*REQUISITOS*.
**1.** Reproduce sin cambios un pasaje del extracto del documento: empieza en las palabras que contienen "Lo más triste" y detente después de "Me sale solo.".
**2.** Enumera todos los términos con los que el extracto del documento describe la cara que se le queda a uno ante tantos listillos.
**3.** Según el extracto del documento, ¿por qué la madre no usaba la palabra "élites"? Responde en una a tres oraciones.

*EXTRACTO DEL DOCUMENTO*.
==================================================

Nos obligan a ser malpensados, a no considerar una exageración aquel axioma de "piensa mal y acertarás", a ceder ante la leve conclusión callejera de que "todos son iguales", y punto; a entender ahora aquel "ellos" que utilizaba mi madre, hace ya tantos años, cuando ensartaba la aguja y en esa tercera del plural englobaba a los mandamases, a los líderes, a los poderosos de todos los ámbitos, sin utilizar la palabra "élites" porque no la conocía, y yo me quedaba entre perplejo y sarcástico, desconfiando de aquella sabiduría doméstica que no podía ser tan sabia. Ahora, tantos años después, con una bonanza y una burbuja y una crisis de por medio, salen los bárcenas y los urdangarines y los sabiondos de los eres y los bigotes y hasta los reyes y sus secretillos y una lista inacabable de listillos que crecieron como la espuma mientras millones de trabajadores en este país no salieron de la tarde de domingo sabinera y a uno se le queda cara de lelo, de bobo, de memo, de gilipollas o mamaostia al cuadrado, que dirían en mi pueblo para entendernos del todo. 

Lo más triste y preocupante de todos estos listados y todas estas negaciones compulsivas que se están publicando es la dificultad para cercar tanta mierda. Por dónde ponemos la valla; hasta dónde llegar con el largo dedo acusador... Porque han salido unos papeles que algún traidor nos ha facilitado a todos, una documentación chapucera que ha abierto una espita por el lugar menos pensado, pero no sabemos lo que nos encontraremos si hurgásemos a conciencia con el dedo. Al menos no lo sabemos aún los ciudadanos que cada mañana nos desayunamos con lo que quieren contarnos. Y es que llevo dos días siendo malpensado. Me sale solo.

==================================================

*DATOS PROPORCIONADOS*.

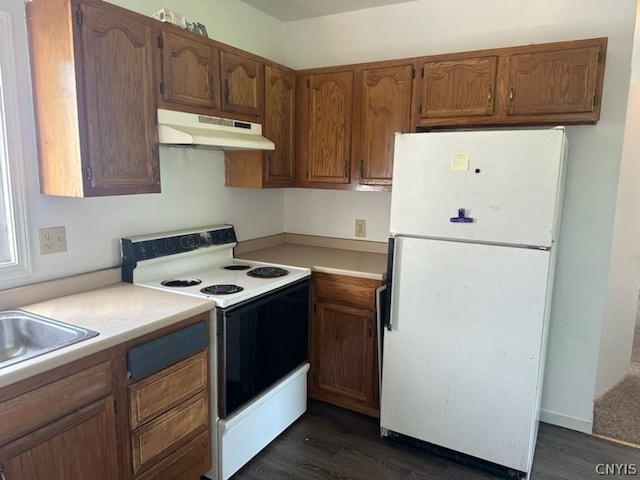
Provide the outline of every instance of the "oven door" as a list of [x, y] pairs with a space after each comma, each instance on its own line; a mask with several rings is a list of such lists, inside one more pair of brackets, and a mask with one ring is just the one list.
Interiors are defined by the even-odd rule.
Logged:
[[254, 300], [217, 309], [218, 415], [226, 418], [307, 361], [309, 285], [305, 279]]

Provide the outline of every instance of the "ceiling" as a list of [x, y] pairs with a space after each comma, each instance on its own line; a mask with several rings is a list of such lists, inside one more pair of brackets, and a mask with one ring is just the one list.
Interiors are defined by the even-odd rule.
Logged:
[[303, 20], [415, 0], [242, 0], [282, 22]]

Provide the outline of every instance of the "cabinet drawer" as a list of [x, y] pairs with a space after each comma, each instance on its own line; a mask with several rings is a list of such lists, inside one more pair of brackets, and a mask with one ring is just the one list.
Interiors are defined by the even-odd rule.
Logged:
[[200, 478], [211, 468], [210, 432], [199, 434], [184, 447], [163, 458], [136, 480], [186, 480]]
[[131, 434], [134, 473], [208, 431], [208, 420], [205, 390], [135, 430]]
[[112, 387], [106, 361], [0, 403], [0, 444], [106, 397]]
[[207, 351], [129, 386], [131, 428], [145, 423], [207, 386]]
[[314, 273], [314, 293], [319, 298], [329, 298], [349, 305], [375, 309], [376, 288], [380, 281], [368, 278]]

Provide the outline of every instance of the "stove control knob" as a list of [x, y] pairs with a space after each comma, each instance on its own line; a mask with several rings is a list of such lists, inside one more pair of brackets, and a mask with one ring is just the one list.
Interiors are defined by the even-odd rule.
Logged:
[[201, 233], [200, 234], [200, 239], [207, 246], [211, 245], [211, 243], [212, 243], [211, 234], [209, 232]]

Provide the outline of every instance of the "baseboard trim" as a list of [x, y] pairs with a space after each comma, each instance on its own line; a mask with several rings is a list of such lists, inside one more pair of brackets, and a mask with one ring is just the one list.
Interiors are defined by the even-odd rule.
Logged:
[[549, 410], [540, 411], [540, 421], [550, 423], [551, 425], [557, 425], [558, 427], [568, 428], [569, 430], [586, 433], [588, 435], [591, 435], [593, 432], [593, 421], [570, 417], [568, 415], [551, 412]]

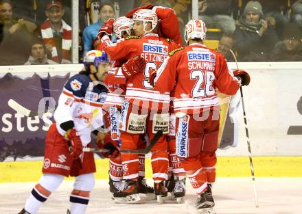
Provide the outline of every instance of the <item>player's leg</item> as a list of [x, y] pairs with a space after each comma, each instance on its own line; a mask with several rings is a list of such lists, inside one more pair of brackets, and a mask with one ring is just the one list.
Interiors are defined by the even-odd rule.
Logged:
[[45, 139], [42, 170], [44, 174], [32, 190], [24, 209], [20, 213], [36, 213], [43, 203], [60, 186], [64, 176], [69, 175], [72, 161], [68, 152], [67, 142], [58, 132], [56, 124], [53, 124]]
[[154, 180], [154, 193], [159, 202], [162, 201], [160, 196], [165, 197], [167, 195], [165, 187], [165, 181], [167, 180], [169, 170], [169, 156], [167, 153], [167, 135], [169, 132], [169, 113], [151, 113], [148, 122], [148, 133], [149, 139], [152, 139], [154, 134], [159, 131], [163, 131], [163, 135], [159, 139], [155, 145], [151, 148], [151, 165]]
[[[141, 108], [132, 106], [130, 103], [123, 105], [119, 121], [121, 149], [137, 149], [140, 135], [145, 133], [147, 115]], [[121, 153], [123, 179], [125, 189], [113, 194], [116, 202], [137, 202], [139, 196], [139, 155]], [[119, 198], [120, 200], [118, 200]]]
[[[147, 141], [148, 140], [147, 135], [141, 135], [140, 136], [137, 148], [144, 148], [146, 146]], [[152, 187], [147, 184], [145, 179], [145, 154], [139, 154], [139, 179], [137, 184], [139, 185], [139, 190], [140, 193], [150, 195], [150, 198], [154, 198], [154, 189]]]
[[[91, 147], [89, 144], [87, 147]], [[69, 211], [72, 214], [84, 214], [89, 202], [90, 193], [95, 185], [96, 172], [93, 152], [84, 152], [82, 161], [73, 161], [70, 175], [76, 177], [70, 198]]]

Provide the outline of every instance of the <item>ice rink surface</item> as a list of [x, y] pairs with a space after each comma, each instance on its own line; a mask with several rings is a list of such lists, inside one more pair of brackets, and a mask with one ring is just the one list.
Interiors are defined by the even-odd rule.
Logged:
[[[163, 204], [154, 201], [141, 204], [117, 204], [111, 199], [108, 181], [97, 180], [86, 210], [90, 214], [190, 213], [187, 203], [195, 199], [188, 180], [183, 204], [169, 200]], [[152, 184], [151, 180], [148, 180]], [[16, 214], [36, 183], [0, 183], [0, 213]], [[64, 181], [40, 209], [40, 214], [66, 213], [72, 181]], [[301, 214], [302, 178], [256, 178], [259, 208], [255, 208], [251, 178], [218, 178], [213, 189], [217, 214]]]

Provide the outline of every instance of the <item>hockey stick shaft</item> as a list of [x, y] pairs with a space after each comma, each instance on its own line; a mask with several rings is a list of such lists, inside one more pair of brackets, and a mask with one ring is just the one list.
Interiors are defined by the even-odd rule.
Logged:
[[[230, 51], [232, 53], [233, 57], [234, 57], [235, 62], [236, 63], [236, 66], [237, 66], [237, 69], [239, 70], [239, 66], [238, 66], [238, 63], [237, 62], [236, 56], [235, 55], [235, 53], [234, 53], [234, 52], [233, 52], [232, 50], [230, 49]], [[251, 149], [250, 137], [248, 135], [248, 123], [247, 123], [246, 114], [246, 111], [245, 111], [244, 101], [243, 98], [242, 87], [241, 87], [241, 86], [240, 86], [240, 95], [241, 95], [241, 103], [242, 104], [243, 118], [244, 118], [244, 127], [245, 127], [246, 135], [246, 142], [248, 144], [248, 158], [250, 160], [250, 165], [251, 165], [251, 173], [252, 174], [253, 186], [253, 189], [254, 189], [255, 203], [256, 207], [258, 208], [259, 207], [258, 197], [257, 196], [256, 180], [255, 180], [255, 172], [254, 172], [254, 167], [253, 165], [252, 151]]]
[[151, 150], [151, 148], [154, 146], [154, 144], [157, 142], [159, 138], [163, 135], [163, 131], [158, 131], [154, 136], [153, 137], [151, 142], [148, 145], [148, 146], [145, 148], [142, 149], [122, 149], [121, 150], [121, 153], [132, 153], [132, 154], [148, 154]]

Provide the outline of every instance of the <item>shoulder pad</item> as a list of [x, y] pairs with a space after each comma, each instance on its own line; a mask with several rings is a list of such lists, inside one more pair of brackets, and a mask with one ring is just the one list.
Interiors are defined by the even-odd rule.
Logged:
[[141, 38], [141, 36], [129, 36], [126, 38], [126, 40], [130, 40], [130, 39], [140, 39]]
[[170, 55], [170, 56], [172, 56], [175, 53], [176, 53], [177, 51], [181, 51], [181, 50], [183, 50], [183, 49], [184, 49], [183, 47], [180, 47], [179, 49], [175, 49], [175, 50], [173, 50], [172, 51], [171, 51], [170, 53], [169, 53], [169, 55]]

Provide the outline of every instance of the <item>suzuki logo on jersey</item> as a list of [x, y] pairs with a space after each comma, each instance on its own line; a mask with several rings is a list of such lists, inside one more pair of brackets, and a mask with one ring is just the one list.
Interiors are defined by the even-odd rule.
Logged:
[[61, 163], [65, 162], [66, 161], [66, 156], [64, 155], [59, 155], [58, 158], [58, 161], [59, 161], [60, 163]]
[[188, 131], [189, 131], [189, 116], [185, 116], [179, 120], [178, 131], [176, 140], [176, 154], [178, 157], [187, 157]]
[[149, 43], [143, 44], [143, 52], [155, 53], [167, 55], [167, 46], [161, 44], [152, 44]]
[[215, 62], [215, 54], [211, 52], [187, 52], [187, 59], [189, 61], [209, 61]]
[[82, 83], [80, 81], [78, 81], [78, 80], [73, 79], [70, 83], [70, 86], [71, 87], [73, 90], [78, 91], [79, 90], [81, 89]]
[[99, 94], [97, 94], [97, 93], [95, 92], [87, 92], [85, 94], [85, 99], [89, 101], [97, 101], [98, 98], [99, 98]]

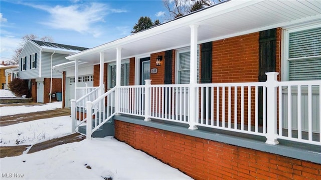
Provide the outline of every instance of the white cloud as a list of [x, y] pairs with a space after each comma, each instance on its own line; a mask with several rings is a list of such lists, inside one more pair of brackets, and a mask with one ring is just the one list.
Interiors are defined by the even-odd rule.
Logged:
[[7, 22], [7, 18], [3, 17], [2, 13], [0, 13], [0, 22]]
[[1, 36], [0, 37], [0, 53], [1, 56], [0, 61], [5, 62], [11, 59], [14, 54], [15, 50], [19, 45], [21, 41], [20, 38], [15, 38], [14, 36]]
[[116, 27], [117, 31], [122, 36], [130, 34], [130, 28], [127, 26]]
[[90, 2], [73, 4], [69, 6], [36, 5], [24, 3], [25, 5], [45, 10], [50, 14], [50, 18], [43, 24], [54, 28], [75, 30], [83, 34], [90, 34], [98, 37], [102, 32], [97, 26], [98, 22], [105, 23], [104, 17], [110, 13], [124, 12], [123, 10], [113, 9], [107, 4]]
[[164, 14], [165, 14], [165, 12], [156, 12], [155, 16], [156, 16], [156, 17], [159, 17], [164, 16]]

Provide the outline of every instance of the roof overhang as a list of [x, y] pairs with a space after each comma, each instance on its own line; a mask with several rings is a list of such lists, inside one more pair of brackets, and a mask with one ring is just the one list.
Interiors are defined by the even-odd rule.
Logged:
[[124, 59], [189, 46], [193, 24], [201, 44], [320, 20], [320, 0], [231, 0], [66, 58], [97, 64], [100, 52], [105, 62], [115, 60], [116, 48]]
[[[88, 64], [88, 62], [78, 62], [78, 68], [82, 68], [84, 66], [91, 66], [91, 64]], [[69, 62], [67, 62], [65, 63], [62, 63], [61, 64], [59, 64], [56, 66], [54, 66], [52, 67], [53, 70], [61, 72], [67, 71], [68, 70], [71, 70], [75, 69], [75, 61], [70, 61]]]

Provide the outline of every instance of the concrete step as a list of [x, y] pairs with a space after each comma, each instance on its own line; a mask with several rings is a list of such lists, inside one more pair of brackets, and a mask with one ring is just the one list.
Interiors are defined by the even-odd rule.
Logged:
[[[98, 130], [93, 132], [91, 135], [92, 138], [104, 138], [107, 136], [115, 136], [115, 126], [114, 120], [112, 118], [103, 124]], [[86, 126], [78, 127], [78, 132], [83, 134], [86, 134]]]

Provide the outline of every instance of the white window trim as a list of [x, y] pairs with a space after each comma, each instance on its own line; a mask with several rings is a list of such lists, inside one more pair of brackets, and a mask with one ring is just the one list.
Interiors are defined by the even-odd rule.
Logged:
[[[284, 28], [282, 32], [282, 40], [281, 40], [281, 80], [282, 81], [289, 80], [289, 72], [288, 72], [288, 41], [289, 34], [291, 32], [296, 32], [301, 30], [304, 30], [308, 29], [319, 28], [319, 24], [305, 24], [300, 26], [295, 26], [293, 28]], [[298, 59], [300, 58], [292, 58], [292, 60]]]
[[[129, 59], [126, 59], [126, 60], [121, 60], [121, 61], [120, 62], [120, 64], [121, 66], [122, 64], [124, 64], [125, 63], [128, 63], [129, 64]], [[110, 88], [110, 84], [109, 83], [109, 82], [110, 82], [110, 76], [110, 76], [109, 73], [110, 71], [109, 71], [109, 68], [110, 66], [115, 66], [116, 65], [116, 62], [110, 62], [110, 63], [108, 63], [108, 66], [107, 67], [107, 88], [108, 90], [110, 90], [111, 88]], [[130, 66], [129, 66], [129, 68], [130, 68]]]
[[[31, 60], [31, 68], [32, 69], [35, 69], [36, 68], [34, 67], [34, 62], [37, 62], [37, 60], [36, 59], [36, 53], [34, 53], [33, 54], [31, 54], [31, 58], [32, 58], [32, 60]], [[35, 62], [35, 64], [36, 64], [36, 62]]]
[[[26, 68], [24, 68], [24, 66], [26, 66]], [[23, 57], [22, 58], [22, 71], [27, 70], [27, 58], [26, 57]]]
[[[199, 52], [199, 54], [200, 54], [200, 46], [199, 44], [197, 44], [197, 50]], [[185, 48], [180, 48], [179, 49], [177, 49], [176, 50], [175, 52], [175, 84], [179, 84], [180, 83], [179, 83], [179, 74], [178, 74], [178, 72], [179, 72], [179, 66], [180, 64], [179, 61], [180, 60], [179, 60], [179, 58], [180, 57], [180, 54], [181, 53], [184, 53], [184, 52], [191, 52], [191, 47], [190, 46], [188, 46], [188, 47], [185, 47]], [[199, 59], [200, 58], [200, 57], [199, 56], [198, 56], [198, 58], [199, 58]], [[200, 70], [200, 60], [199, 60], [199, 64], [198, 64], [198, 68], [197, 68], [197, 72], [199, 74]], [[190, 68], [190, 71], [191, 70], [191, 69]], [[199, 77], [200, 77], [200, 74], [199, 74], [199, 80], [199, 80]]]

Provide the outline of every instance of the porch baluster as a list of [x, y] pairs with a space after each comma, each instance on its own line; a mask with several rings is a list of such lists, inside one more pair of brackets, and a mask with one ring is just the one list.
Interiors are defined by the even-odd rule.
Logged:
[[144, 91], [145, 92], [145, 98], [144, 98], [145, 100], [144, 102], [144, 112], [145, 114], [145, 119], [144, 120], [145, 121], [151, 120], [150, 118], [149, 118], [150, 106], [149, 102], [151, 100], [151, 97], [149, 96], [149, 92], [150, 91], [151, 81], [151, 80], [145, 80], [145, 86], [144, 90]]
[[71, 100], [70, 102], [71, 102], [71, 128], [72, 128], [71, 132], [74, 133], [76, 132], [76, 124], [77, 122], [77, 120], [76, 120], [76, 100]]
[[[265, 72], [267, 76], [266, 80], [266, 87], [267, 88], [267, 131], [265, 135], [267, 140], [265, 143], [275, 145], [279, 144], [277, 140], [277, 110], [276, 104], [277, 103], [277, 75], [278, 72]], [[265, 127], [263, 127], [265, 128]]]

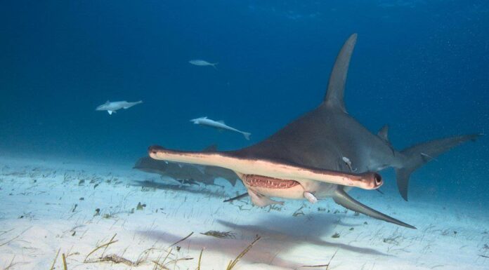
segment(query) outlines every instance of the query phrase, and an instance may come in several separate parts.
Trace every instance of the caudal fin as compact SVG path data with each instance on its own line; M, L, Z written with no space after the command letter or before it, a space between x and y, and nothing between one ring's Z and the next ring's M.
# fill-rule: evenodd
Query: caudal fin
M343 188L339 188L335 191L334 195L333 196L333 200L334 200L334 202L339 205L352 211L361 212L362 214L366 215L369 217L384 220L387 222L393 223L406 228L416 229L416 227L412 225L410 225L407 223L403 222L400 220L396 220L393 217L391 217L387 215L382 214L376 210L372 209L370 207L360 203L354 198L351 198L346 192L344 191L344 190L343 190Z
M247 132L244 132L242 133L243 136L244 136L244 139L249 140L249 136L252 135L252 133L247 133Z
M401 151L405 156L403 167L396 169L398 188L403 198L408 201L408 186L411 173L428 161L450 149L469 140L474 141L481 134L471 134L416 144Z

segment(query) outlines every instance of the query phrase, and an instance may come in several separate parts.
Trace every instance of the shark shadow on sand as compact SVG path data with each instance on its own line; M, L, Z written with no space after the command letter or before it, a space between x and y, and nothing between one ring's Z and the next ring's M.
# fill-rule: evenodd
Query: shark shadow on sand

==================================================

*SOLUCIONES POR TAREA*.
**1.**
Lo más triste y preocupante de todos estos listados y todas estas negaciones compulsivas que se están publicando es la dificultad para cercar tanta mierda. Por dónde ponemos la valla; hasta dónde llegar con el largo dedo acusador... Porque han salido unos papeles que algún traidor nos ha facilitado a todos, una documentación chapucera que ha abierto una espita por el lugar menos pensado, pero no sabemos lo que nos encontraremos si hurgásemos a conciencia con el dedo. Al menos no lo sabemos aún los ciudadanos que cada mañana nos desayunamos con lo que quieren contarnos. Y es que llevo dos días siendo malpensado. Me sale solo.

**2.** lelo, bobo, memo, gilipollas, mamaostia al cuadrado

**3.** No la usaba porque no la conocía. En su lugar decía "ellos", en tercera persona del plural, para englobar a los mandamases, a los líderes y a los poderosos de todos los ámbitos.